(Beginning of DOCUMENT EXCERPT)

Sage is a commonly used herb with velvety green leaves. The sage family has over 700 species in it! Salvia officinalis, or Common Garden Sage, is the name of the sage commonly used for cooking. Prairie Sage is a different variety used by some Native American tribes for cooking. In Europe, sage is made into teas, tinctures, and salves as a traditional medicine to treat heartburn, bloating, congestion, and minor skin inflammation. During the Black Plague, sage was used as one of the components of Four Thieves Vinegar, a blend of herbs which was supposed to ward off the plague.
Sage contains vitamin A, folate, calcium, iron, magnesium, manganese, folic acid, thiamin, pyridoxine, riboflavin, and fiber, vitamin K, vitamin C, vitamin E, thiamin, and copper. Sage contains many essential oils that help make other nutritious foods more flavorful and is rarely eaten in a quantity to gain significant nutritional value.
Buying & Storing
Sage leaves can be purchased fresh or in several preserved forms. Fresh sage leaves should be whole, soft green, and free of discolored or black spots. They should have a fresh smell without any rotten or moldy smells. After purchasing, rinse sage leaves in a sink under a gentle stream of cold water. Repeat as necessary to remove all soil and garden pests. Gently pat dry with clean towels. Wrap sage leaves loosely in a damp paper towel and place in a plastic bag or airtight container in the refrigerator.
Sage can be dried fairly easily. Bundle 6-7 stems and hang in a dry, dark place with good air circulation. Once dry, you can remove leaves from stems until they are broken down into small pieces or store whole in an air-tight container for up to 1 year. Sage leaves can also be frozen. Lay in a single layer on a baking sheet until completely frozen then stack in a plastic storage bag for up to 1 year.

(End of DOCUMENT EXCERPT)
(Beginning of ENTRIES PROVIDED)

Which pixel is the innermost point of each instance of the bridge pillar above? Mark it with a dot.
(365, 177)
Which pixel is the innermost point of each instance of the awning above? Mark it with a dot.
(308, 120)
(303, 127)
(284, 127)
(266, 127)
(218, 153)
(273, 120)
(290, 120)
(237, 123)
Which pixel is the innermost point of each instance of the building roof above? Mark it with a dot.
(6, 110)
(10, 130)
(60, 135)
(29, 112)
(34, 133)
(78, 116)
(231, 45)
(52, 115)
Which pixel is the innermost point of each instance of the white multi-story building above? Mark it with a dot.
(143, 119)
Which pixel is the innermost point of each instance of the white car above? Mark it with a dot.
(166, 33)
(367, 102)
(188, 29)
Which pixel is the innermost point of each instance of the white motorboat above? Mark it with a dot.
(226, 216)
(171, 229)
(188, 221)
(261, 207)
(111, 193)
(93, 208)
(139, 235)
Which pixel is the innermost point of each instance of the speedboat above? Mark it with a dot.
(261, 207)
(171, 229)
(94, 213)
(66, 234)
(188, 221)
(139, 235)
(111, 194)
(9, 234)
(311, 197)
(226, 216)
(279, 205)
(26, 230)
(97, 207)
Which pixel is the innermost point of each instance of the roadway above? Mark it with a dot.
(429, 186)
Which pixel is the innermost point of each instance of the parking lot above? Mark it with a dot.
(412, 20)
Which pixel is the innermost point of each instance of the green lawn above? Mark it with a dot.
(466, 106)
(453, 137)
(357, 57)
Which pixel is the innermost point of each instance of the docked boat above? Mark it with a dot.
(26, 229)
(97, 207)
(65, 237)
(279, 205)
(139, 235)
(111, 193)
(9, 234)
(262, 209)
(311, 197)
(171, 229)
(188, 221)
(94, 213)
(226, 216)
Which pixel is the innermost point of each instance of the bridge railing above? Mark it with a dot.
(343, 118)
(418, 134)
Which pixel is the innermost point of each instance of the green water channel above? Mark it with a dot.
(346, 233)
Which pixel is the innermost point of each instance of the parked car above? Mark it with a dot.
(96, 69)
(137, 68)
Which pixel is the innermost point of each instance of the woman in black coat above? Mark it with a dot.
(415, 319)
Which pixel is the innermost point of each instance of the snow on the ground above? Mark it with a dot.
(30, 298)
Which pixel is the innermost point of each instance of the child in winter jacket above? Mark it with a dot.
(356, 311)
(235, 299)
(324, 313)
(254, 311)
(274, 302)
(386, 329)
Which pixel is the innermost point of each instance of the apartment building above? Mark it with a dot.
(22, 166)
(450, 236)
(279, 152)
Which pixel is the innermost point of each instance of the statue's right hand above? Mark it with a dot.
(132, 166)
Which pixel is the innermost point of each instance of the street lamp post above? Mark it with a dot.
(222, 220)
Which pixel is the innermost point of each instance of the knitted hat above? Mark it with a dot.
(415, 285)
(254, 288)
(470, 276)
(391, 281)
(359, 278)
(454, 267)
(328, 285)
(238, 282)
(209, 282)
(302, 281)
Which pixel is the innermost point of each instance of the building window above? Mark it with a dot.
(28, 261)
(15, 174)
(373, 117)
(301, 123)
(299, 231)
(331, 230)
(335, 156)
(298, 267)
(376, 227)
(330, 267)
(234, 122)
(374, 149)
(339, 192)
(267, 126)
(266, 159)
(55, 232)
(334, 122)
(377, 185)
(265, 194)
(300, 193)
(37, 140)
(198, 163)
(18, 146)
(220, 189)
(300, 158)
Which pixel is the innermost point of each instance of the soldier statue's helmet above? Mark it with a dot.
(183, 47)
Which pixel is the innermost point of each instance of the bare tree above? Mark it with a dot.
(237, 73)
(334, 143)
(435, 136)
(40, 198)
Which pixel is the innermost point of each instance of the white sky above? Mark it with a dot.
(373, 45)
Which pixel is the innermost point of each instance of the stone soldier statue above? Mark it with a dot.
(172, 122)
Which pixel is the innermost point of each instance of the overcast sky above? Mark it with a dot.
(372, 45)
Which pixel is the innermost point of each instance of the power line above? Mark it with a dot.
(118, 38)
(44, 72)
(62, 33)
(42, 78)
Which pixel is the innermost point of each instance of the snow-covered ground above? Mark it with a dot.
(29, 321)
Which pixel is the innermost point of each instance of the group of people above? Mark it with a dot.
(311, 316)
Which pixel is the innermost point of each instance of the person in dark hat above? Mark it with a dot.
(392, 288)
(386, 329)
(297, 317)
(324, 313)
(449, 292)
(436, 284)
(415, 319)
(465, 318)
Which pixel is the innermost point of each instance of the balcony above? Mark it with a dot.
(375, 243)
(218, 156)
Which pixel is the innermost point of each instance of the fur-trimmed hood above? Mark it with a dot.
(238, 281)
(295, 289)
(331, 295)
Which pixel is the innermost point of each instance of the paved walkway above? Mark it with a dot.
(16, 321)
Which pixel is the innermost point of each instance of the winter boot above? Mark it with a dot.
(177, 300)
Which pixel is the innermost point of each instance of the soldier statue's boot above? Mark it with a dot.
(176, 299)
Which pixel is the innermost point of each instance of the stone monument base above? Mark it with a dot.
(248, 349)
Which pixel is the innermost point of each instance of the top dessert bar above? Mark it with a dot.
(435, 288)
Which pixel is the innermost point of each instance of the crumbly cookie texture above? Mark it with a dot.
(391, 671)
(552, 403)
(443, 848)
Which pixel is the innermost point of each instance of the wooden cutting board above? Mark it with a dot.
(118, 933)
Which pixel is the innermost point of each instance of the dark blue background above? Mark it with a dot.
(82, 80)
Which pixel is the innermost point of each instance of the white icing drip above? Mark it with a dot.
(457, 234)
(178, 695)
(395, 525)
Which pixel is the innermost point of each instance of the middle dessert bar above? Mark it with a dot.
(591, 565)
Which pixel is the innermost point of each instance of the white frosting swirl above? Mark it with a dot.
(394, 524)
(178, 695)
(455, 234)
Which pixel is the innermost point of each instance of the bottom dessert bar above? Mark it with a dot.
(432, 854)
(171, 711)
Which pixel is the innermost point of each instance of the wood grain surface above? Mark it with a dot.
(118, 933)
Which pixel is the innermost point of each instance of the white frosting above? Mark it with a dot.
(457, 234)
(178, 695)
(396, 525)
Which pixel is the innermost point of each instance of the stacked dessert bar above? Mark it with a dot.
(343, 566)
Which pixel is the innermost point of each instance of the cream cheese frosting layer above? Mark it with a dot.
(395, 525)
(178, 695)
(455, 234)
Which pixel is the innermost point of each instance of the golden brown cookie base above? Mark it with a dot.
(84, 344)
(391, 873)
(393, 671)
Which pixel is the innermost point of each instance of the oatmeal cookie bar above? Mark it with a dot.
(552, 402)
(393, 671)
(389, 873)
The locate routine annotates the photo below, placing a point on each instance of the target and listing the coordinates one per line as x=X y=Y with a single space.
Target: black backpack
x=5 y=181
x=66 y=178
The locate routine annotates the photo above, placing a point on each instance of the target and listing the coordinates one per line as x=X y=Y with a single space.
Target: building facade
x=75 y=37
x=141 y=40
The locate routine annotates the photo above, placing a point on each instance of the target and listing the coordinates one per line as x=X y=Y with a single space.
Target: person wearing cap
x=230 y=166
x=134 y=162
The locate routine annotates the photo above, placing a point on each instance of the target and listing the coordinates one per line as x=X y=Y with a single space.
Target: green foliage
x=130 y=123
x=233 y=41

(End of ENTRIES PROVIDED)

◆ WORK TASK A
In the text on sage, what is the name of the sage commonly used for cooking?
◆ WORK TASK B
Pick up the text on sage after its last sentence and continue it.

◆ ANSWER AREA A
Salvia officinalis, or Common Garden Sage.

◆ ANSWER AREA B
Seasoning – Sage has a strong herbal flavor that is earthy, slightly peppery with hints of mint, eucalyptus, and lemon. Pair with bay, caraway, ginger, paprika, parsley, thyme, rosemary, marjoram, fennel, garlic, and black pepper.
Raw – Tie in bundles with other herbs to flavor soups, stocks and stews. Add fresh sage leaves to cocktails and teas. Finely dice and mix with sliced crusty bread, butter, onions, celery, fresh sage, chicken stock, and egg to make classic sage stuffing.
Sauté/Fry – Fry whole leaves in oil; crumble; and sprinkle over pasta or roasted squash with browned butter, black pepper, roasted nuts, and parmesan cheese. Sauté bacon; fry leaves in bacon fat; remove and reserve leaves; sauté pork chops with apple and onion slices; and top with crumble fried leaves and bacon. Add sage to ground pork with black pepper, brown sugar, red pepper, and thyme for classic breakfast sausage. Add finely diced leaves to sautéed sauces or mixed vegetables.
Preserve – Mix dried sage leaves into honey, maple syrup, oil, or vinegar (try long lasting oils like grapeseed or different vinegars like apple cider vinegar or balsamic). Allow to infuse for several weeks. Layer sage leaves with salt and pepper for sage salt. Dice leaves; blend with salt, rosemary, and thyme into butter (try experimenting with other flavors!); chill; and enjoy slices melted on vegetables, meats, and bread.